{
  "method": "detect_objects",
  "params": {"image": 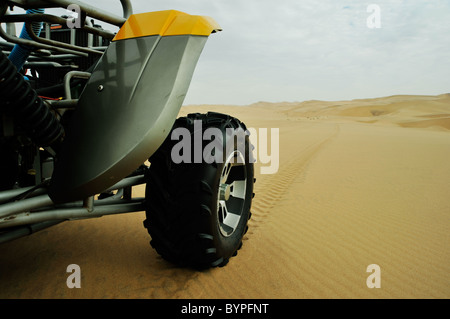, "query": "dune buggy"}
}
[0,0,254,268]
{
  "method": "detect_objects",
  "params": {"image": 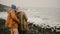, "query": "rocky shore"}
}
[0,18,60,34]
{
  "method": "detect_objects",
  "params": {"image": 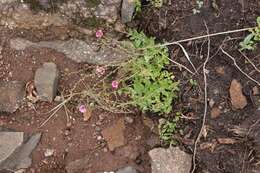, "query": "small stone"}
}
[44,148,55,157]
[116,166,138,173]
[210,107,221,118]
[116,144,140,161]
[142,116,159,134]
[0,132,41,171]
[10,38,130,65]
[121,0,135,23]
[0,132,24,165]
[229,79,247,109]
[102,119,126,151]
[66,155,90,173]
[209,99,215,108]
[149,147,192,173]
[125,116,134,124]
[34,62,59,102]
[0,81,26,113]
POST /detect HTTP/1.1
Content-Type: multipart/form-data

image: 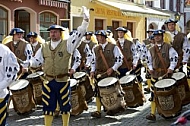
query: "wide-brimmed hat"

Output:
[9,28,25,35]
[164,18,178,24]
[115,27,128,33]
[95,30,107,38]
[47,25,66,31]
[152,30,165,36]
[26,32,38,38]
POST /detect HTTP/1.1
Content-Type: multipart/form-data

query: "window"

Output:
[40,12,57,40]
[0,7,8,42]
[160,0,165,9]
[112,21,119,40]
[95,19,104,31]
[127,22,134,37]
[145,1,153,7]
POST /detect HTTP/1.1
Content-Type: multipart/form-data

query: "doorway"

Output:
[14,10,30,39]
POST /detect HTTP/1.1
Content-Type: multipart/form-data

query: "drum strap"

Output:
[155,45,167,73]
[99,45,109,69]
[117,41,131,70]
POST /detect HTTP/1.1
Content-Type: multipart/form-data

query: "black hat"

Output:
[115,27,128,33]
[84,31,93,36]
[9,28,25,35]
[26,32,38,38]
[148,34,154,40]
[165,19,178,24]
[47,25,66,31]
[146,29,155,33]
[95,30,107,38]
[152,30,165,35]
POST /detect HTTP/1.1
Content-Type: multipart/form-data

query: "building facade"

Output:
[0,0,69,41]
[145,0,185,32]
[70,0,170,41]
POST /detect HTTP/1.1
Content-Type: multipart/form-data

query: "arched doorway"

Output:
[0,7,8,42]
[148,22,158,29]
[187,20,190,33]
[40,12,57,40]
[14,9,30,38]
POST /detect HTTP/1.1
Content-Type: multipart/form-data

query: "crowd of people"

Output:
[0,7,190,126]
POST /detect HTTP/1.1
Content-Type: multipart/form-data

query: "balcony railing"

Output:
[39,0,68,9]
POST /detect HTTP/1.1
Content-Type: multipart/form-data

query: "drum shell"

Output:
[75,74,95,101]
[98,81,126,115]
[28,76,43,105]
[120,77,144,107]
[154,82,181,118]
[11,84,35,114]
[121,82,144,107]
[174,73,190,105]
[71,79,88,116]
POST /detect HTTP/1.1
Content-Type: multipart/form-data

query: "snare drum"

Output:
[73,72,94,102]
[119,75,144,107]
[98,77,126,115]
[69,79,88,115]
[9,79,35,114]
[154,79,182,118]
[27,71,44,105]
[172,72,190,105]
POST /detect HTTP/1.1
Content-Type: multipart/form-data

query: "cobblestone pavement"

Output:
[7,67,190,126]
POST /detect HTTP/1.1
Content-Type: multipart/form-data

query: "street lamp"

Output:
[174,12,181,21]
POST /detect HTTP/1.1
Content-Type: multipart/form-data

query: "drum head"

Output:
[27,71,44,79]
[172,72,185,80]
[155,79,176,88]
[119,75,136,84]
[98,77,118,87]
[9,79,29,91]
[73,72,86,79]
[69,79,77,87]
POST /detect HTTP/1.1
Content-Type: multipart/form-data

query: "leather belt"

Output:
[154,68,164,72]
[46,73,70,79]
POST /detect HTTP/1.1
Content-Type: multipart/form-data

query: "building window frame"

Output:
[0,6,8,38]
[39,12,58,41]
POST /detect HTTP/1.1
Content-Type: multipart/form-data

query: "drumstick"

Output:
[125,69,133,75]
[158,73,168,80]
[97,72,107,79]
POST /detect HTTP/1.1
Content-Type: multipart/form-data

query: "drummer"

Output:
[143,35,155,93]
[165,19,190,72]
[0,44,19,126]
[90,30,123,118]
[23,6,90,126]
[116,27,139,78]
[27,32,44,71]
[6,28,33,79]
[77,31,96,71]
[146,30,178,121]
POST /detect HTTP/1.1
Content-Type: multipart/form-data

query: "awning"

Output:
[97,0,170,19]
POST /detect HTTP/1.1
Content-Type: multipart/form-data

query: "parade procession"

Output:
[0,0,190,126]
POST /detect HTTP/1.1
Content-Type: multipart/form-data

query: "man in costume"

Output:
[0,44,20,126]
[146,30,178,121]
[23,6,90,126]
[90,30,123,118]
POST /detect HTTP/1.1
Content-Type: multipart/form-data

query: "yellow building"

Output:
[70,0,170,41]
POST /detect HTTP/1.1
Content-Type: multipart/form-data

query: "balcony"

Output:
[39,0,68,9]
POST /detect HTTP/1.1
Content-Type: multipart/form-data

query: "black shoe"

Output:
[146,114,156,121]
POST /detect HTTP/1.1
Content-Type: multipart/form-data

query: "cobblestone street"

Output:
[8,68,190,126]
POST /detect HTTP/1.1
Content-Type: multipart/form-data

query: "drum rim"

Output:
[154,78,176,89]
[119,74,136,85]
[172,72,186,80]
[98,77,118,87]
[69,79,78,88]
[9,79,29,91]
[26,71,44,79]
[73,72,86,79]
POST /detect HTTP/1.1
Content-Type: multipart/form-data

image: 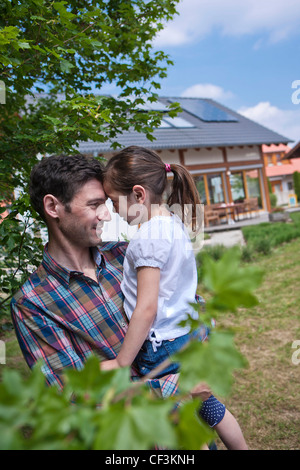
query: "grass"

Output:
[0,218,300,450]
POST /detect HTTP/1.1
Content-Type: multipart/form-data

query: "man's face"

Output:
[58,179,111,247]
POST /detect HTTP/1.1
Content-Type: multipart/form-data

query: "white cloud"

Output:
[181,83,234,101]
[156,0,300,47]
[238,101,300,143]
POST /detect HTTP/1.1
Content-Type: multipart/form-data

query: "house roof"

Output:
[78,97,291,154]
[266,158,300,178]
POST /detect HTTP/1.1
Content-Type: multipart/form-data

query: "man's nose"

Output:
[96,204,111,222]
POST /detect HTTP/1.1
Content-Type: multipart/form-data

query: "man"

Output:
[11,155,176,393]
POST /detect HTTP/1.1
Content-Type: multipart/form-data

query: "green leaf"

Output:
[172,330,246,396]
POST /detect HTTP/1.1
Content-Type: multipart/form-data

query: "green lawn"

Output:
[0,233,300,450]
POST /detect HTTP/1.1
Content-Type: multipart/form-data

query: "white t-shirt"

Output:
[121,216,198,346]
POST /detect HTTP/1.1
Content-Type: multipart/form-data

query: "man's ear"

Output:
[132,184,146,204]
[43,194,62,219]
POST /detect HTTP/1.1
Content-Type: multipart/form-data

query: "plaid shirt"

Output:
[11,243,177,396]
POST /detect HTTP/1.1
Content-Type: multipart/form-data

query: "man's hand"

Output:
[100,359,120,370]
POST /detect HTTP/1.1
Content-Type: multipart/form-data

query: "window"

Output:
[230,173,246,202]
[245,170,262,208]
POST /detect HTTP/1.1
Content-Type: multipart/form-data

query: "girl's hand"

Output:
[100,359,120,370]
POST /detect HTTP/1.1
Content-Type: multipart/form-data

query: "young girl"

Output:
[101,146,246,448]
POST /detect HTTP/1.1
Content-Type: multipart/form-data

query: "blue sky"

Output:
[150,0,300,146]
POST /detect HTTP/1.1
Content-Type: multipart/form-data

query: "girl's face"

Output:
[103,181,148,225]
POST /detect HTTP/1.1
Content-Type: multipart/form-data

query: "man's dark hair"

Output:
[29,154,103,221]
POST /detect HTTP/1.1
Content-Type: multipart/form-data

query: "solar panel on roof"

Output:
[170,98,238,122]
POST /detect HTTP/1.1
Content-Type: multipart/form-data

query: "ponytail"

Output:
[167,163,201,231]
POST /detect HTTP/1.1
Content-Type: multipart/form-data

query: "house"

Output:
[79,97,290,215]
[262,144,300,205]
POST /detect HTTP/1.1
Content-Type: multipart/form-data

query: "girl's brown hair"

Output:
[103,146,200,230]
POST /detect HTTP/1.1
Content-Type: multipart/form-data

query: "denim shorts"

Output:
[134,327,208,379]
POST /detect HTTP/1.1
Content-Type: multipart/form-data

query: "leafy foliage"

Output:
[0,249,261,450]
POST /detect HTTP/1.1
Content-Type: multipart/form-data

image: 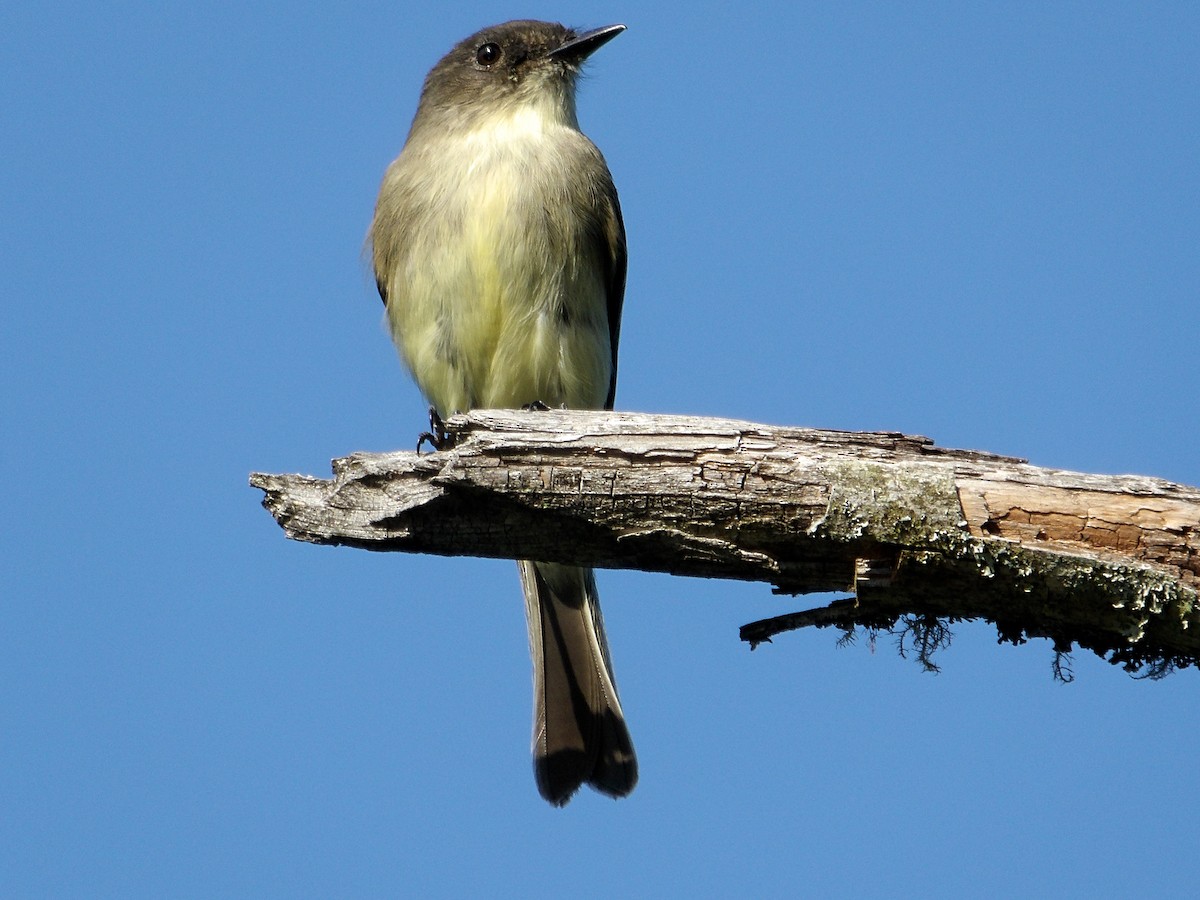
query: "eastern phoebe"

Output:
[370,22,637,806]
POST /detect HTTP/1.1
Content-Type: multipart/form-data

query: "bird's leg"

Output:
[416,407,454,452]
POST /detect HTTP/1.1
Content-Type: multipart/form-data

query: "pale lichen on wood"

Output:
[252,410,1200,668]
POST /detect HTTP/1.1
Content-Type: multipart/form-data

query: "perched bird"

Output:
[370,22,637,805]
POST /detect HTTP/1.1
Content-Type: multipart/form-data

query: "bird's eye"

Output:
[475,43,500,68]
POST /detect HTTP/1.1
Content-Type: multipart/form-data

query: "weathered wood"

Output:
[251,410,1200,667]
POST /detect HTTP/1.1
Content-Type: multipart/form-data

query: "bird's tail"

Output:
[517,560,637,806]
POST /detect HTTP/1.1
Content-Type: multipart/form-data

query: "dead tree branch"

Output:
[251,410,1200,670]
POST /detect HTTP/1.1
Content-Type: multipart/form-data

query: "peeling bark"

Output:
[251,410,1200,668]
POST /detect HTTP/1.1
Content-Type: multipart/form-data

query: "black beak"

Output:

* Aim *
Pull out every line of the entries above that contains the string "balcony". Case counts, so a line matches only if its letters have the same capitalization.

* Task solution *
query: "balcony railing"
query: "balcony"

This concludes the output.